> **Instruction**: Set down the full listing exactly, character for character.

++++ Records

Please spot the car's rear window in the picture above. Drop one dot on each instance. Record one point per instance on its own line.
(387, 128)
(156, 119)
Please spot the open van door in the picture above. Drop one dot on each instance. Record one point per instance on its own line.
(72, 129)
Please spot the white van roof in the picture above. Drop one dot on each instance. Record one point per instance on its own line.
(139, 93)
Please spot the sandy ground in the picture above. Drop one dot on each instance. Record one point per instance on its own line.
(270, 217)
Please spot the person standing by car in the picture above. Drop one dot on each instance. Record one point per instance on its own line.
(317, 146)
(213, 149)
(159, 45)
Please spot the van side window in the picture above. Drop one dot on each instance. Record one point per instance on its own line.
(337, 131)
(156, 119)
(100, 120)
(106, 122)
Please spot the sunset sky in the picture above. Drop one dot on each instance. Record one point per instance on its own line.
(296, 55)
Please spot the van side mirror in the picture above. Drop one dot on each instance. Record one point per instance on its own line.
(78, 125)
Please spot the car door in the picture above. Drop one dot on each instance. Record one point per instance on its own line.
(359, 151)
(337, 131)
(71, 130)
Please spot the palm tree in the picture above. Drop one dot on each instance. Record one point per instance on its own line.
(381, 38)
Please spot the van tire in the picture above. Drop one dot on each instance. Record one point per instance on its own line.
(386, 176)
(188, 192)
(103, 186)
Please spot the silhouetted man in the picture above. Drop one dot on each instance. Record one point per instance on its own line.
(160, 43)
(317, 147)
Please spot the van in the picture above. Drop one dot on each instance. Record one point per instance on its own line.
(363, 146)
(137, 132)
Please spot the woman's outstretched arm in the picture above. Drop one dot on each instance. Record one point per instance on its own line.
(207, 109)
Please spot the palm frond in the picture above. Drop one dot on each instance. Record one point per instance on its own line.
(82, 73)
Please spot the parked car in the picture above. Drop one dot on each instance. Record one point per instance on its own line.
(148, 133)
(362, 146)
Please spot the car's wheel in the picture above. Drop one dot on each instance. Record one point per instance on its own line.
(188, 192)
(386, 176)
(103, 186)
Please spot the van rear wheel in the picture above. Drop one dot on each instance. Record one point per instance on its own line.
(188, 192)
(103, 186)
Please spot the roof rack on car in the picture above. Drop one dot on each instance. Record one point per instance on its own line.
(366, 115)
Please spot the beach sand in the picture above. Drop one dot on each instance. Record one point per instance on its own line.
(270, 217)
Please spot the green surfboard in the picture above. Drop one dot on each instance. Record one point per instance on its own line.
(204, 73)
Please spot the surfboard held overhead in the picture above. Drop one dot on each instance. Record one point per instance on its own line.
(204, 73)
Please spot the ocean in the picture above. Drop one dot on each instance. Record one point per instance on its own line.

++++++++

> **Solution to the problem**:
Please spot the car's rear window in the picture above. Drop one dot on each instance. Record one point per instance on its own line.
(387, 128)
(156, 119)
Please spot the open van door in the picture above. Drop one dot on each instance. Record one point per instance on its own line.
(72, 129)
Please spot the white van roof in the picture above. Drop one dot on each instance. Record one point per instance on its own line.
(139, 93)
Please spot the sandy ground in the picture above. Drop one dot on each instance. Record one point per instance on its own line.
(270, 217)
Please spot the person standing by car in the picture above. Drop one dot on each instance. Record one point per instance on its own line.
(317, 146)
(213, 149)
(159, 45)
Please spot the van side window in the picture above. Drop one dot on each instance. Record one point per instance on its own line.
(337, 131)
(156, 119)
(100, 120)
(106, 122)
Please spot the sunset sky in the picture above. Drop one dot on each instance. Record one point per instance on its own line.
(296, 55)
Please spot the van side mirror in the picture above. Drop one dot on each instance. Record one point per instance on its own line.
(78, 125)
Please spot the car door in the picture above. Drop one dot on each instance. Record one point per instance on its own line.
(359, 151)
(337, 131)
(71, 130)
Please spot the palm tree in the picture above. Drop one dot on each instance. Record one point per instance on its own line.
(381, 38)
Please spot the van tire in the picture above. Drop one dot on each instance. Record one point per instance on its own line.
(386, 176)
(188, 192)
(103, 186)
Please spot the silhouetted man in the picture above. Drop one dot on each instance. Record one point per instance on its own line.
(160, 43)
(317, 147)
Please spot the van in the picture above. Drop one dot on each instance. Record one point per instance on its own line.
(363, 146)
(137, 132)
Please spot the woman's outstretched arm in the picture above. Drop one dot on each instance. Record one point per instance on its own line.
(207, 109)
Please spot the palm frond in the picture above. Drop one dot on each instance. Record one point per instance on its own line.
(82, 73)
Please spot the parked car in the picture above. Drop one dot on each instance. Record one point per instance on its own line.
(148, 133)
(362, 146)
Please spot the car's wheel in the picture above. Drop one dot on each instance. Record one point per instance on its own line.
(188, 192)
(386, 176)
(103, 186)
Please spot the van rear wheel in the picture above. Drop one dot on each instance. Record one point per instance on its own line.
(188, 192)
(103, 186)
Please spot the roof rack on car in the picture above. Drop one dot on each instance. Record one point per instance on its own line.
(366, 115)
Please spot the beach sand in the picture above. Drop one dot on each instance. Record one point per instance on its own line.
(270, 217)
Please spot the green surfboard in the picture above. Drop one dot on each instance. Record one point per instance on its own line.
(204, 73)
Please spot the surfboard held overhead in the picture above. Drop one dot on each instance. Record one point per instance on its own line.
(204, 73)
Please spot the ocean in the picture above. Drop one dot on each instance. Record one point per instance on its own line.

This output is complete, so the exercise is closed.